TEXT PROVIDED →
-- Opening Marker --
You don’t have to pay an expired debt. A debt that has gone beyond the statute of limitations in your state is an expired debt. In a previous article I wrote about what debt collectors can and can’t do, and that you have legal recourse to sue them if they insist on abusing you over the phone or in written communication through the mail. This article is concerned with debts that have expired, and a debt collector is trying to get you to pay it. Chances are the debt collector won’t put any threats in writing, but they might try to get away with abusing you over the phone. Whether the debt has expired or not, it is illegal for a debt collector to make threats against you. Even though it is illegal and criminal, some debt collectors will still use those tactics because often times their tactics work. Why do they work? Because you and I might not know they are breaking the law.
Have you ever been afraid to answer your own phone? I have. There was a time in my life that I just wouldn’t answer the phone, before I had caller ID. I was so sure that the call would be a debt collector that I just stopped answering the phone. Later, I got an answering machine to screen my calls. I owed some hospital bills and they went into collection. I was and I am still disabled so that I cannot work an outside job, so if I have to go to the doctor, ER, or I have to have outpatient surgery done, I have to pay 20 percent of the bills that have been incurred. The problem is that money is so short from having so little to live on that the debts just seem to pile up.
There was one debt collector that was really unethical in how he talked to me over the phone. Little did I know at the time that he was not allowed to harass me and lie to me. He told me he was coming after me and I would be thrown in jail for not paying my debt. I knew that wasn’t true, but I didn’t know that he legally couldn’t lie like that to me. Due to the harassment of him calling me time and time throughout the day, and saying whatever he wanted to I began to not answer my phone. I did not know at the time that I could just tell the debt collector to stop calling me, but I do now. Now I know what my rights are as a debtor that owes money. I am protected under the Fair Debt Collections Practices Act.
-- Closing Marker --
INPUT DATA →
-- Opening Marker --
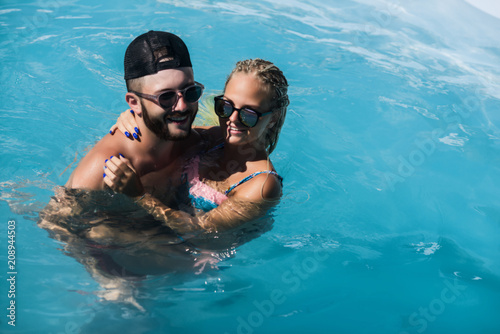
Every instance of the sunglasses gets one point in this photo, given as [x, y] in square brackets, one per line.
[247, 116]
[168, 99]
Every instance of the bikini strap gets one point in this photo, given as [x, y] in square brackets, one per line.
[251, 176]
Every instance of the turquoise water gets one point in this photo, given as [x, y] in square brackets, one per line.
[390, 153]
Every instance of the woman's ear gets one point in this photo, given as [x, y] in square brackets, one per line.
[134, 103]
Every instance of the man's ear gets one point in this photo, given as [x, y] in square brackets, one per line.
[134, 103]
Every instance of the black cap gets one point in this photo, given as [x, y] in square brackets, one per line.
[155, 51]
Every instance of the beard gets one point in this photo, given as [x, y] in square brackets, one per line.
[160, 128]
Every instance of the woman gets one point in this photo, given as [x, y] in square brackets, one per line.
[233, 182]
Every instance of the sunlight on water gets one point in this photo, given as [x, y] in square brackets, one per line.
[389, 220]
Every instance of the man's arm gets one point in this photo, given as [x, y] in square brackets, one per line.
[89, 172]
-- Closing Marker --
QUESTIONS →
1. Answer these about the text on debt collectors:
(a) What makes a debt an expired debt?
(b) What percentage of the bills incurred does the writer have to pay?
(c) Under which act does the writer say a debtor is protected?
2. From the text on debt collectors, output the stretch from "There was one" through "Collections Practices Act." word for word.

EXPECTED RESPONSES →
1.
(a) It has gone beyond the statute of limitations in your state.
(b) 20 percent.
(c) The Fair Debt Collections Practices Act.

2.
There was one debt collector that was really unethical in how he talked to me over the phone. Little did I know at the time that he was not allowed to harass me and lie to me. He told me he was coming after me and I would be thrown in jail for not paying my debt. I knew that wasn’t true, but I didn’t know that he legally couldn’t lie like that to me. Due to the harassment of him calling me time and time throughout the day, and saying whatever he wanted to I began to not answer my phone. I did not know at the time that I could just tell the debt collector to stop calling me, but I do now. Now I know what my rights are as a debtor that owes money. I am protected under the Fair Debt Collections Practices Act.